WRITTEN REQUEST 1: In the records, swap "rocky outcrop" for "stone ledge" between the first line and the line holding "<point>134,82</point>", inclusive, and leave everything else unchanged.

DOCUMENT TEXT:
Yellow – purple complementary scheme

purple-yellow complementary color scheme in a degas painting.
Edgar Degas, Dancers Practicing at the Barre

In this Degas painting we see a different kind of complementary color scheme – yellow and purple. The floor is a muted purple color, while the wall is yellow (including a yellow bow on the ballerina).

Having these two complementary colors makes the painting more dynamic by creating an intense color interaction. Our eye first goes to the area where the two complementary colors meet – the dancers. Again, you see here how the artist used complementary colors to guide the eye.

Red – green complementary scheme

red-green complementary color scheme in a Cezanne painting
Cezanne, Still Life with apples and a tube of paint

Last but not least we have a still life painting by Cezanne. The complementary color scheme used here is red and green. We have a painting that has a foreground and background that is mainly made up of green or light green. The apples range between deep red and orange.

In a complementary color scheme painting, you’ll never have a piece that is made up of solely 2 complementary colors . Rather, there will be a range – and most likely some other colors mixed in as well.

WRITTEN REQUEST 2: Summarize the passage on complementary color schemes in two sentences.

RECORD EXCERPTS:
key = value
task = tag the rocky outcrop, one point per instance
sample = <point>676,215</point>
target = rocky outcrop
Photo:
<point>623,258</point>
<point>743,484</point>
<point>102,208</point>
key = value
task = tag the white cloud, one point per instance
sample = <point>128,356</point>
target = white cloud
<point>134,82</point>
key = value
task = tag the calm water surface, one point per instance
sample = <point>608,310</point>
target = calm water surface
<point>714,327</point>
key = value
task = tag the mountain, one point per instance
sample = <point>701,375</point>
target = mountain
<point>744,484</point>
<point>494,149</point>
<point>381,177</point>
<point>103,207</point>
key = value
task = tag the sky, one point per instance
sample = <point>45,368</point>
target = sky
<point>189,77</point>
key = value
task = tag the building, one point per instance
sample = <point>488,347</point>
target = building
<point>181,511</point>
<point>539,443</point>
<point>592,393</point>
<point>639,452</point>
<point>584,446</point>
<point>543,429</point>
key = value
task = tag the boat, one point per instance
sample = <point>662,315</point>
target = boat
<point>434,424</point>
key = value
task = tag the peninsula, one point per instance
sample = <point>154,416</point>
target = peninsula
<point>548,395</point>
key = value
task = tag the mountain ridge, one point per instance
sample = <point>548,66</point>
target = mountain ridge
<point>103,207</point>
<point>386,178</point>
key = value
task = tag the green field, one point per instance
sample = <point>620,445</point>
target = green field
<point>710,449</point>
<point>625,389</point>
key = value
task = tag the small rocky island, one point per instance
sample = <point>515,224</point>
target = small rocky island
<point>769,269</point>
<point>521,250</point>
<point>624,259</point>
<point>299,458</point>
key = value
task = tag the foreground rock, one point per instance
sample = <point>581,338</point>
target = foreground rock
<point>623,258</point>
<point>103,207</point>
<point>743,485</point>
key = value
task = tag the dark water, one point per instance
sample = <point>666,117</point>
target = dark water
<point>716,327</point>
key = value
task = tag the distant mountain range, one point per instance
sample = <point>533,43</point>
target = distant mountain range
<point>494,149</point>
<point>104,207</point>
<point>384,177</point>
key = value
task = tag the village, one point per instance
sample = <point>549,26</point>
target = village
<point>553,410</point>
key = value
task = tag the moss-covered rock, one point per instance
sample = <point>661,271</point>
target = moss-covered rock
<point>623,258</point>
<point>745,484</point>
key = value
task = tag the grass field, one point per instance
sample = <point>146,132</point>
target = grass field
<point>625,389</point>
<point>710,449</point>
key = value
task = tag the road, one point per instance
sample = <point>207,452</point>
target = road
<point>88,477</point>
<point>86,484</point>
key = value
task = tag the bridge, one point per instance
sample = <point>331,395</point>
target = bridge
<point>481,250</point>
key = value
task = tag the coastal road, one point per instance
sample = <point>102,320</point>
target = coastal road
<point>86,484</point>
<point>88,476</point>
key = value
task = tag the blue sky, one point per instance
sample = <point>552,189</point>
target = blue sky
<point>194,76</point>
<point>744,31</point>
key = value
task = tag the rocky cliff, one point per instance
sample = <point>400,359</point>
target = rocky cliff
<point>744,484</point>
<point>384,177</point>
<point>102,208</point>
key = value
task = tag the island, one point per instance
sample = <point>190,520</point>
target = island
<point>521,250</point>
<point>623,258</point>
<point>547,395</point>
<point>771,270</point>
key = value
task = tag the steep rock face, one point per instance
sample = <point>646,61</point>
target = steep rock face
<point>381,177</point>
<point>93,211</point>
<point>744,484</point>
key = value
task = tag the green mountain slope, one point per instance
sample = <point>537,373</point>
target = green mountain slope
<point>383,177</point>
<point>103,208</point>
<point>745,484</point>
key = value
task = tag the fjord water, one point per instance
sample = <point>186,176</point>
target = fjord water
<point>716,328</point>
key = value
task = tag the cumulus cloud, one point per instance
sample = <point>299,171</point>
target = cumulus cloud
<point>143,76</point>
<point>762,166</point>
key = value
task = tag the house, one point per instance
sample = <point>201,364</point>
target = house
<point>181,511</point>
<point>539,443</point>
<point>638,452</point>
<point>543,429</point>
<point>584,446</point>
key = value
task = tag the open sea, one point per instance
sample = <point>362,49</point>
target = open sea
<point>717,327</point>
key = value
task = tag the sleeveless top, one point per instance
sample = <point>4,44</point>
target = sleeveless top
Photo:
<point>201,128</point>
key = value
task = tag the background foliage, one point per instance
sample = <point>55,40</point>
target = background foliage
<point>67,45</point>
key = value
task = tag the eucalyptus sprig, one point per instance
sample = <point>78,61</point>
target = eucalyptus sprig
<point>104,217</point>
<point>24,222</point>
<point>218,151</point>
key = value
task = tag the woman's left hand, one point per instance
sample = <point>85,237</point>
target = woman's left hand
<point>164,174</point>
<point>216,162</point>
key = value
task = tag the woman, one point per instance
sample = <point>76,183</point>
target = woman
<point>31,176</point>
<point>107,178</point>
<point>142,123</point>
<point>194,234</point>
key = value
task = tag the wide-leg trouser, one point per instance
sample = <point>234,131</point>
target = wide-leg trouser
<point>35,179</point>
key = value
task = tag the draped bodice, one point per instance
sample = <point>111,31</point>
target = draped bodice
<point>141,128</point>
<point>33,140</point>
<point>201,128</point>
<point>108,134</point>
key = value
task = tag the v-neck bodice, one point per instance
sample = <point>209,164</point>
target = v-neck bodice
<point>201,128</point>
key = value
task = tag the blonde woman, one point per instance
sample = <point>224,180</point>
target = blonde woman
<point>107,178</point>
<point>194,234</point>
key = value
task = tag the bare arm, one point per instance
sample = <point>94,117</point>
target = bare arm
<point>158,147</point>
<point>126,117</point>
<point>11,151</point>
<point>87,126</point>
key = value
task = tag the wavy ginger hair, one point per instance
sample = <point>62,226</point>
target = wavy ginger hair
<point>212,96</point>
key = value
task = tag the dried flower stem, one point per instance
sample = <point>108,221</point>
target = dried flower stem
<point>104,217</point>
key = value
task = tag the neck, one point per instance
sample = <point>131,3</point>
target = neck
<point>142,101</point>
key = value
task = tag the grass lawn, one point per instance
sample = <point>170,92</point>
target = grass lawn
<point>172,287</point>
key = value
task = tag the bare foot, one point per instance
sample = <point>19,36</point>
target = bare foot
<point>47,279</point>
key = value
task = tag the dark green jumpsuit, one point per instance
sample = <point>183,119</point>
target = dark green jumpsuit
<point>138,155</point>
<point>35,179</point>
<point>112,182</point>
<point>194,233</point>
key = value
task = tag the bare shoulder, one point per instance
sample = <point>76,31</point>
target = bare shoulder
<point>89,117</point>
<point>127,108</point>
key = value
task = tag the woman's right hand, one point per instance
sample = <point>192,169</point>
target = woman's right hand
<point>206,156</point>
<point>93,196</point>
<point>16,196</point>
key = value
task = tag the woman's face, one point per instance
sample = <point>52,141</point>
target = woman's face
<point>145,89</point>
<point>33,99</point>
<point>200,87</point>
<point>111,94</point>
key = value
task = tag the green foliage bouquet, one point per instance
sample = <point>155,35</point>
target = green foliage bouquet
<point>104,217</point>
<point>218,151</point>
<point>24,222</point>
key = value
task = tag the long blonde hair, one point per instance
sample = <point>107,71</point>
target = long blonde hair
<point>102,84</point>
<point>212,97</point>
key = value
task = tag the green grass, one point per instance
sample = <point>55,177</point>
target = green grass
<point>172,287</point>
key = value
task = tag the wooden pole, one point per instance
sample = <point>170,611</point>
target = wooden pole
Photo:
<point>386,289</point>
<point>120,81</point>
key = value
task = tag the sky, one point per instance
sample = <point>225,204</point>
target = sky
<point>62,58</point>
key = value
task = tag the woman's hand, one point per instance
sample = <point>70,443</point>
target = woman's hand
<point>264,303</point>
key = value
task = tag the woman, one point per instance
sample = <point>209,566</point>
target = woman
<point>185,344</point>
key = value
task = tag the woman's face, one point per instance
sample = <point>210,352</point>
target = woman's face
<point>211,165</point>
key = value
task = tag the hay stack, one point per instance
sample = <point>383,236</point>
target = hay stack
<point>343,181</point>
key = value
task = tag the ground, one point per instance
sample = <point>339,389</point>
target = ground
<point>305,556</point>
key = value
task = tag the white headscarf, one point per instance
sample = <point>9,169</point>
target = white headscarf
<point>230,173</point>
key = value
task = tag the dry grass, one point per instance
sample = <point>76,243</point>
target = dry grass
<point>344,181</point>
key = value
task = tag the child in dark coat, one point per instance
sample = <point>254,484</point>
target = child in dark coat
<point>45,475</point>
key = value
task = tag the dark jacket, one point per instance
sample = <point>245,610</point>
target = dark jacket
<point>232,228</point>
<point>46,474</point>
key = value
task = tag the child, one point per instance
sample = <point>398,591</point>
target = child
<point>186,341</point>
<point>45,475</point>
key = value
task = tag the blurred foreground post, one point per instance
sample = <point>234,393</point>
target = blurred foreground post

EXERCISE SOLUTION 1:
key = value
task = tag the stone ledge, one point per instance
sample = <point>676,215</point>
target = stone ledge
Photo:
<point>623,258</point>
<point>743,484</point>
<point>102,208</point>
key = value
task = tag the white cloud, one point per instance
sample = <point>128,356</point>
target = white cloud
<point>134,82</point>

EXERCISE SOLUTION 2: Degas's Dancers Practicing at the Barre pairs a muted purple floor with a yellow wall, and the eye goes first to the dancers, where the two complementary colors meet. Cezanne's Still Life with apples and a tube of paint uses red and green, though a complementary scheme painting is never made up of only two colors but of a range, likely with other colors mixed in.